**WHAT IS REQUIRED**
Produce a faithful copy of the data, one that leaves out the pictures.

**RECORDS**

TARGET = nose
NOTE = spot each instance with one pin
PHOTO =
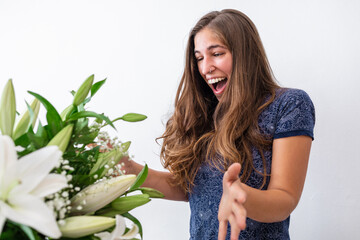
(207, 66)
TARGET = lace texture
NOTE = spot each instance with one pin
(291, 114)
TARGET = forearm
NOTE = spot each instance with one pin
(158, 180)
(271, 205)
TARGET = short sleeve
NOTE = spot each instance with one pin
(296, 115)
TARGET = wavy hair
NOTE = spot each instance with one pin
(203, 129)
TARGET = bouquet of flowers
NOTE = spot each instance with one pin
(63, 180)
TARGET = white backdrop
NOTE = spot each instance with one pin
(50, 47)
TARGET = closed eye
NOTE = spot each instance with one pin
(218, 54)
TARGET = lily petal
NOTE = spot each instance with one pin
(51, 184)
(33, 212)
(8, 154)
(34, 167)
(2, 220)
(120, 227)
(8, 160)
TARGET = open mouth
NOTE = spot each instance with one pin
(218, 84)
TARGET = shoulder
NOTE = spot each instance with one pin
(292, 95)
(295, 113)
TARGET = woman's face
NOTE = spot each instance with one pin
(214, 60)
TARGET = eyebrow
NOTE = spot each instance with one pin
(211, 47)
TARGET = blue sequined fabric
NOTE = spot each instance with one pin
(290, 114)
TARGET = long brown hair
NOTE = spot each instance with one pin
(201, 128)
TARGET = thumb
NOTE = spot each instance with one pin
(232, 174)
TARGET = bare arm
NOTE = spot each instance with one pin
(289, 165)
(158, 180)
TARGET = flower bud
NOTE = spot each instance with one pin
(83, 91)
(110, 158)
(80, 226)
(100, 194)
(125, 204)
(66, 111)
(62, 138)
(24, 123)
(153, 193)
(7, 109)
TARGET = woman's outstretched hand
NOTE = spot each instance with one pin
(231, 208)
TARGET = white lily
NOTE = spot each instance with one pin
(24, 183)
(118, 232)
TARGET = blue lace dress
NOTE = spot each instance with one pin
(290, 114)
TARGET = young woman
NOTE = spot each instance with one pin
(237, 145)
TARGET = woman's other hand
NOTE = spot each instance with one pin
(231, 208)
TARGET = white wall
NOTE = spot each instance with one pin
(50, 47)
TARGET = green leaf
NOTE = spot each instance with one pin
(52, 116)
(134, 220)
(86, 114)
(96, 86)
(140, 178)
(153, 193)
(131, 117)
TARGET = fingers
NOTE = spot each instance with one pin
(231, 208)
(239, 217)
(222, 230)
(235, 230)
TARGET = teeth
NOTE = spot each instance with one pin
(215, 80)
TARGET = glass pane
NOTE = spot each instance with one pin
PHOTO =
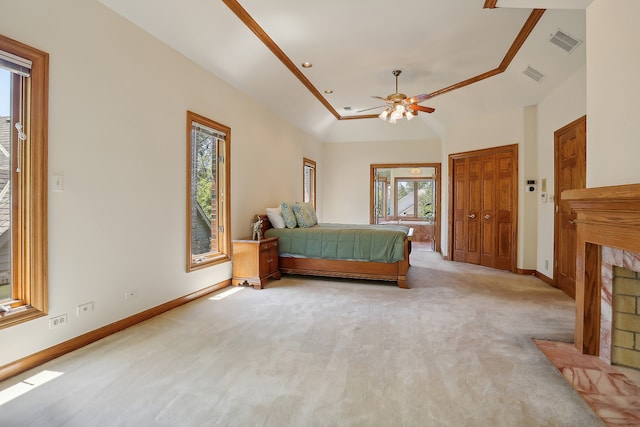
(405, 199)
(425, 200)
(204, 218)
(5, 184)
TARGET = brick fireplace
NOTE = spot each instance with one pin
(607, 272)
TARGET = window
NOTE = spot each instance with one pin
(24, 78)
(208, 227)
(309, 181)
(408, 194)
(414, 198)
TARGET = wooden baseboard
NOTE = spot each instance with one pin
(36, 359)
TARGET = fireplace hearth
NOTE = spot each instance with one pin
(607, 234)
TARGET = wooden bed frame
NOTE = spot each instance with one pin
(390, 272)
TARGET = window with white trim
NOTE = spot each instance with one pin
(23, 182)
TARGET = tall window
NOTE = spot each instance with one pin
(208, 186)
(23, 182)
(309, 181)
(414, 198)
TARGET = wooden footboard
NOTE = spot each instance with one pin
(390, 272)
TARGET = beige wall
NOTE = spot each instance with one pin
(117, 118)
(566, 104)
(513, 126)
(346, 174)
(613, 92)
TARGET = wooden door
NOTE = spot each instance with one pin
(484, 207)
(460, 226)
(505, 214)
(570, 145)
(486, 213)
(467, 191)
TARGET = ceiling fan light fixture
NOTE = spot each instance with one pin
(398, 105)
(396, 115)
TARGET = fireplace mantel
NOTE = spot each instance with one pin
(605, 216)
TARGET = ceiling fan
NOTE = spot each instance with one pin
(398, 105)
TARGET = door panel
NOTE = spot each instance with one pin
(484, 207)
(487, 213)
(474, 191)
(459, 210)
(505, 212)
(570, 165)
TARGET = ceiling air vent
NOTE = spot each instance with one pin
(564, 41)
(533, 74)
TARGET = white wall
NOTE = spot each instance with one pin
(117, 120)
(613, 101)
(564, 105)
(513, 126)
(347, 170)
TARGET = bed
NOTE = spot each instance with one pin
(387, 264)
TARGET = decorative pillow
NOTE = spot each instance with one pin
(288, 215)
(305, 215)
(275, 217)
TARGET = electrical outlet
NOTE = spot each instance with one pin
(58, 321)
(85, 308)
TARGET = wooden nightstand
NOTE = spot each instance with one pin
(255, 261)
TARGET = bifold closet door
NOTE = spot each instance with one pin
(483, 209)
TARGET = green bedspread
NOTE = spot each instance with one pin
(380, 243)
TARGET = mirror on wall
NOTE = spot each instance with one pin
(208, 186)
(407, 194)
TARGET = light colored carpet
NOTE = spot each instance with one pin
(455, 350)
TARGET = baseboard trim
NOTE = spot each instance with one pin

**RESULT FOR THIS EXERCISE**
TARGET = nose
NOTE = spot each instance with one pin
PHOTO =
(207, 66)
TARGET = lace texture
NOTE = spot each instance with one pin
(291, 114)
TARGET = forearm
NOTE = spot each instance with one pin
(158, 180)
(271, 205)
TARGET = short sleeve
NOTE = spot each instance with one pin
(296, 115)
TARGET = wavy hair
NOTE = spot each instance with one pin
(203, 129)
TARGET = bouquet of flowers
NOTE = spot each instance with one pin
(63, 180)
TARGET = white backdrop
NOTE = spot each instance with one pin
(50, 47)
TARGET = closed eye
NOTE = spot each instance with one pin
(218, 54)
TARGET = lily petal
NOTE = spot each instance with one pin
(51, 184)
(33, 212)
(8, 154)
(34, 167)
(2, 220)
(120, 227)
(8, 160)
TARGET = open mouth
NOTE = spot each instance with one pin
(218, 84)
TARGET = shoulder
NOTE = spot each instance with one pin
(292, 95)
(295, 113)
TARGET = woman's face
NOTE = spot each instance with one pin
(214, 60)
TARGET = eyebrow
NOTE = spot each instance with one pin
(211, 47)
TARGET = blue sequined fabric
NOTE = spot each instance with one pin
(290, 114)
TARGET = long brown hair
NOTE = spot each instance with one pin
(201, 128)
TARGET = thumb
NOTE = spot each instance with one pin
(232, 174)
TARGET = bare arm
NOTE = spot each instance with one pin
(289, 165)
(158, 180)
TARGET = flower bud
NOTE = spot each instance with one pin
(83, 91)
(110, 158)
(80, 226)
(100, 194)
(125, 204)
(66, 111)
(62, 138)
(24, 123)
(153, 193)
(7, 109)
TARGET = woman's outstretched hand
NOTE = spot each instance with one pin
(231, 208)
TARGET = white lily
NOTE = spot each instance with one pin
(24, 183)
(118, 232)
TARGET = blue lace dress
NOTE = spot each instance with one pin
(290, 114)
TARGET = young woman
NOTE = spot each instance with one pin
(237, 145)
TARGET = woman's other hand
NOTE = spot each instance with one pin
(231, 208)
TARGET = white wall
NOTE = spot each instance with one pin
(50, 47)
TARGET = green leaf
NOTE = spot each instance with one pin
(52, 116)
(134, 220)
(86, 114)
(96, 86)
(140, 178)
(153, 193)
(131, 117)
TARGET = fingers
NOTE = spot each instance with one pin
(231, 208)
(239, 217)
(222, 230)
(235, 230)
TARGET = teeth
NOTE = spot each instance with one pin
(215, 80)
TARGET = glass pane
NOTE = spot each instance with one pin
PHOTO =
(405, 199)
(425, 200)
(204, 218)
(5, 184)
TARGET = brick fireplace
NOTE = spot each instance with one pin
(607, 272)
TARGET = window
NOTE = spot each instance with one pin
(24, 78)
(208, 227)
(309, 181)
(408, 194)
(414, 198)
TARGET = wooden baseboard
NOTE = spot each instance with one pin
(36, 359)
TARGET = fireplace hearth
NOTE = spot each instance with one pin
(607, 234)
TARGET = wooden bed frame
NOTE = spot each instance with one pin
(390, 272)
TARGET = window with white trim
NOTE = spot each instance with one pin
(23, 182)
TARGET = tall window
NOTE = spot each instance with one pin
(208, 186)
(23, 182)
(309, 181)
(414, 198)
TARGET = wooden footboard
NOTE = spot each instance with one pin
(390, 272)
TARGET = beige wall
NOTE = spot each instance with one pin
(117, 118)
(566, 104)
(513, 126)
(346, 174)
(613, 92)
TARGET = wooden door
NOTE = spot each instance with one pin
(484, 207)
(460, 226)
(505, 214)
(570, 145)
(486, 213)
(467, 191)
TARGET = ceiling fan light fixture
NOTE = spot each instance with one pin
(398, 105)
(396, 115)
TARGET = fireplace mantel
NOTE = spot each instance with one pin
(605, 216)
TARGET = ceiling fan
NOTE = spot each instance with one pin
(398, 105)
TARGET = door panel
NOTE = spot each instance with one pin
(484, 207)
(487, 213)
(474, 191)
(459, 210)
(505, 212)
(570, 165)
TARGET = ceiling air vent
NOTE = spot each instance with one pin
(564, 41)
(533, 74)
TARGET = white wall
NOTE = spot each instance with one pin
(117, 120)
(613, 101)
(564, 105)
(513, 126)
(347, 170)
TARGET = bed
NOTE = spot each instance with one pin
(387, 264)
TARGET = decorative pillow
NOTE = spot each instance with one pin
(288, 215)
(305, 215)
(275, 217)
TARGET = electrical outlet
NOTE = spot each instance with one pin
(58, 321)
(85, 308)
TARGET = wooden nightstand
NOTE = spot each instance with one pin
(255, 261)
TARGET = bifold closet door
NOTE = spot each instance with one pin
(483, 209)
TARGET = green bedspread
NOTE = spot each instance with one pin
(380, 243)
TARGET = mirror on wall
NOTE = spot each instance with one pin
(208, 186)
(407, 194)
TARGET = light colored carpet
NOTE = spot each instance with one pin
(455, 350)
TARGET = baseboard trim
NOTE = spot each instance with one pin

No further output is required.